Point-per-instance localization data
# # #

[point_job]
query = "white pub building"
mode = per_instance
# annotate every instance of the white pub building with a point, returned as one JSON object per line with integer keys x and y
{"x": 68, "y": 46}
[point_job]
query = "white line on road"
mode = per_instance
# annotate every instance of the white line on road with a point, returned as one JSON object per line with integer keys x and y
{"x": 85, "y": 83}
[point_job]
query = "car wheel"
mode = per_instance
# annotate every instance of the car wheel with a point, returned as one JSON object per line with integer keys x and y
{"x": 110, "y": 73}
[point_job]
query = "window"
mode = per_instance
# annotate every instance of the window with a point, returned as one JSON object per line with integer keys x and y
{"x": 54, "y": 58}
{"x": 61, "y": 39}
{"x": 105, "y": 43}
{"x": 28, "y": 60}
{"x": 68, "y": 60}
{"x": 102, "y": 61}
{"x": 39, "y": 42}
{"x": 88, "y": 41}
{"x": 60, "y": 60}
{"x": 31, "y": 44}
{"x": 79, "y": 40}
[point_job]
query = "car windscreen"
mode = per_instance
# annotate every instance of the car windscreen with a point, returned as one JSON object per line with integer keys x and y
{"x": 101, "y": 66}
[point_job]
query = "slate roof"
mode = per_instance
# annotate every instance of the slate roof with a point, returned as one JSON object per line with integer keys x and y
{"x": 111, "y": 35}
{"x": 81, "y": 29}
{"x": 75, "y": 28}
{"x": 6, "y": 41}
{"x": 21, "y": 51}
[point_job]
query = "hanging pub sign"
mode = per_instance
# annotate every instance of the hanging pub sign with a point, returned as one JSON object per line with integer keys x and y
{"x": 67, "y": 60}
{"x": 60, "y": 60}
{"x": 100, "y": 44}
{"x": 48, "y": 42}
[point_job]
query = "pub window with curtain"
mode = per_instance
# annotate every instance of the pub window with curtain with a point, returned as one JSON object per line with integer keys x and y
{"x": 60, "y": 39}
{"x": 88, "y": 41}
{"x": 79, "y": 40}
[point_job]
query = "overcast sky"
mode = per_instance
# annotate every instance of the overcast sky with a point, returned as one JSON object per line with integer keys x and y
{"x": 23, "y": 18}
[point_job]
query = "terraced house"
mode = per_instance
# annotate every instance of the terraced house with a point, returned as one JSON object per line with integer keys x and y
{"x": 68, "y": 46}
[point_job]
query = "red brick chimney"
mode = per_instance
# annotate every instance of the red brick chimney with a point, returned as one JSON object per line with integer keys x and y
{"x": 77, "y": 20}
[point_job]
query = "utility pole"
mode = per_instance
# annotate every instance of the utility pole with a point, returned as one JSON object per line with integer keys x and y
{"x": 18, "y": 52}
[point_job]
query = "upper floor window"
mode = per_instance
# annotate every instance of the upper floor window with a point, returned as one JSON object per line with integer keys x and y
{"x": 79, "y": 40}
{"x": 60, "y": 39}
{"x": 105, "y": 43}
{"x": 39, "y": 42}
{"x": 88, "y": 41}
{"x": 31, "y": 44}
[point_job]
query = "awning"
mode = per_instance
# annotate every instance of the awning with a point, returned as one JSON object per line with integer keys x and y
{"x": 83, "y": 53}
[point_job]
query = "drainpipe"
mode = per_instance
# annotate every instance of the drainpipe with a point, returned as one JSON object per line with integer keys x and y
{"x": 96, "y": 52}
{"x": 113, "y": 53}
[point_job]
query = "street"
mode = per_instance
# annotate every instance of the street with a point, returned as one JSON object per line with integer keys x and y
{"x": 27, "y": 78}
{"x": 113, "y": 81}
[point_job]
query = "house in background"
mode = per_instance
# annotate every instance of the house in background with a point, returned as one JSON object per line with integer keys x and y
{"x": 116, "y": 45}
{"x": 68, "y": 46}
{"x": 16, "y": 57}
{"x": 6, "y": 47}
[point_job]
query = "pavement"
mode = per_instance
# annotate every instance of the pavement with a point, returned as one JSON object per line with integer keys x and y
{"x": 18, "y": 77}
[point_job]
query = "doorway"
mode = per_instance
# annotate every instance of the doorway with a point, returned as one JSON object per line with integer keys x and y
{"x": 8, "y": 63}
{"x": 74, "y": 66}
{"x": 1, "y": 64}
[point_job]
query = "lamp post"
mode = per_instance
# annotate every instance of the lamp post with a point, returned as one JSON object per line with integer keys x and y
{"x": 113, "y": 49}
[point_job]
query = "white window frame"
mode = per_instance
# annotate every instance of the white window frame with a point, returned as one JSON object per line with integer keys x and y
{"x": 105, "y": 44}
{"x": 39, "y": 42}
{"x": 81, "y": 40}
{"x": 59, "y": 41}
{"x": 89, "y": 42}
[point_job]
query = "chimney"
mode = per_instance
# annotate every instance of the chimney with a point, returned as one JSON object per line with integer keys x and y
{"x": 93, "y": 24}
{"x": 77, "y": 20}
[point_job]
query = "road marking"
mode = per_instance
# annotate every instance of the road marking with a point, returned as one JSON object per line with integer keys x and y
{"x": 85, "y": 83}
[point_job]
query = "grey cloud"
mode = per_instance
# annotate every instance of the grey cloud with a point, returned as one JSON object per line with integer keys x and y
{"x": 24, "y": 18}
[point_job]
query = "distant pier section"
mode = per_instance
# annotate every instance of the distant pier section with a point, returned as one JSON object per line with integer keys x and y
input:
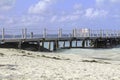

# # #

Exercise description: Set down every entry above exactly as written. Leave out all pictures.

Output below:
[point_job]
query = "white pub building"
mode = per_instance
# annotate every instance of the white pub building with a point, returned as one JSON object per line with integer keys x and y
{"x": 68, "y": 46}
[point_job]
query = "white line on road"
mode = per_instance
# annotate every instance of the white line on road with a point, returned as one JSON object per line with integer keys x and y
{"x": 85, "y": 83}
[point_job]
query = "car wheel"
mode = per_instance
# annotate every instance of the car wheel with a point, returned as one JSON object per line with integer keys x and y
{"x": 110, "y": 73}
[point_job]
query = "window"
mode = per_instance
# annotate every instance of the window with a point, returned as one JSON object per line with integer keys x and y
{"x": 54, "y": 58}
{"x": 61, "y": 39}
{"x": 105, "y": 43}
{"x": 28, "y": 60}
{"x": 68, "y": 60}
{"x": 102, "y": 61}
{"x": 39, "y": 42}
{"x": 88, "y": 41}
{"x": 60, "y": 60}
{"x": 31, "y": 44}
{"x": 79, "y": 40}
[point_job]
query = "car windscreen"
mode = per_instance
# annotate every instance of the car windscreen with a point, returned as one JSON object per line with integer keys x and y
{"x": 101, "y": 66}
[point_job]
query = "slate roof"
mode = per_instance
# annotate every instance of the slate roof with a point, returned as one JSON object per line with integer keys x and y
{"x": 111, "y": 35}
{"x": 81, "y": 29}
{"x": 75, "y": 28}
{"x": 6, "y": 41}
{"x": 21, "y": 51}
[point_job]
query = "hanging pub sign"
mode = per_instance
# annotate every instance of the hanging pub sign with a point, returned as one JSON object per line with integer keys x and y
{"x": 67, "y": 60}
{"x": 60, "y": 60}
{"x": 100, "y": 44}
{"x": 48, "y": 42}
[point_job]
query = "pub window with curtain"
mode = per_instance
# annotate every instance of the pub window with curtain with a point, returned as one JSON object per line with integer keys x and y
{"x": 60, "y": 39}
{"x": 88, "y": 41}
{"x": 79, "y": 40}
[point_job]
query = "overcast sky"
mode = per_instance
# annotate every instance of the overcast sky with a point, returned as one JSON object per line with integer keys x and y
{"x": 23, "y": 18}
[point_job]
query = "terraced house"
mode = per_instance
# annotate every instance of the terraced house with a point, returned as one JSON object per line with integer keys x and y
{"x": 68, "y": 46}
[point_job]
query = "red brick chimney"
mode = per_instance
# annotate every instance of the red brick chimney with a point, returned as one JSON object per line with integer keys x and y
{"x": 77, "y": 20}
[point_job]
query = "utility pole"
mode = per_instance
# annotate every instance of the utility pole with a point, returned as one JSON object per line with integer keys x and y
{"x": 18, "y": 52}
[point_job]
query = "upper floor window"
mode = per_instance
# annotate every instance of the upper floor window with a point, returned as one JSON object per line with integer keys x and y
{"x": 79, "y": 40}
{"x": 60, "y": 39}
{"x": 105, "y": 43}
{"x": 39, "y": 42}
{"x": 88, "y": 41}
{"x": 31, "y": 44}
[point_job]
query = "awning"
mode = per_instance
# annotate every instance of the awning with a point, returned as one JSON object per line with integer keys x and y
{"x": 83, "y": 53}
[point_job]
query = "drainpipe"
mode = per_instance
# annotate every instance of the drainpipe with a point, returned as one JSON object per line with integer keys x and y
{"x": 96, "y": 52}
{"x": 113, "y": 53}
[point_job]
query = "street"
mode = per_instance
# annotate every instance of the street with a point, returned as one JSON object per line with integer keys x and y
{"x": 27, "y": 78}
{"x": 113, "y": 81}
[point_job]
query = "house in background"
mode = per_instance
# annotate every instance of the house in background with a point, returned as one JSON object per line with integer keys x and y
{"x": 116, "y": 45}
{"x": 68, "y": 46}
{"x": 16, "y": 57}
{"x": 6, "y": 47}
[point_job]
query = "pavement"
mode = per_instance
# annotate every instance of the pavement with a point, returned as one JSON object per line with integer keys x and y
{"x": 18, "y": 77}
[point_job]
query = "doorway"
mode = per_instance
# annotate every instance of the doorway with a point, returned as one JSON object per line with integer keys x and y
{"x": 8, "y": 63}
{"x": 74, "y": 66}
{"x": 1, "y": 64}
[point_job]
query = "lamp post"
mode = per_instance
# annotate every instance of the lamp post with a point, returned as one JSON object per line with integer keys x and y
{"x": 113, "y": 49}
[point_job]
query = "white window frame"
mode = per_instance
# annotate every instance of the white window frame with a point, returned as one JSON object per line with integer keys x and y
{"x": 105, "y": 44}
{"x": 39, "y": 42}
{"x": 81, "y": 40}
{"x": 59, "y": 41}
{"x": 89, "y": 42}
[point_job]
query = "chimney"
mode = per_instance
# annotate every instance of the chimney with a point, returned as one JSON object per line with integer keys x and y
{"x": 93, "y": 24}
{"x": 77, "y": 20}
[point_job]
query = "road marking"
mode = per_instance
# annotate every instance of the road marking with a point, returned as one JSON object per line with integer keys x and y
{"x": 85, "y": 83}
[point_job]
query = "grey cloud"
mode = per_instance
# annotate every instance of the grey cloud with a point, returned as one JSON object per line with integer keys x and y
{"x": 24, "y": 18}
[point_job]
query = "distant pier section"
mode = per_instance
# annotate every instance of the distant pier section with a point, returned as one JSON object per line with integer keys x and y
input:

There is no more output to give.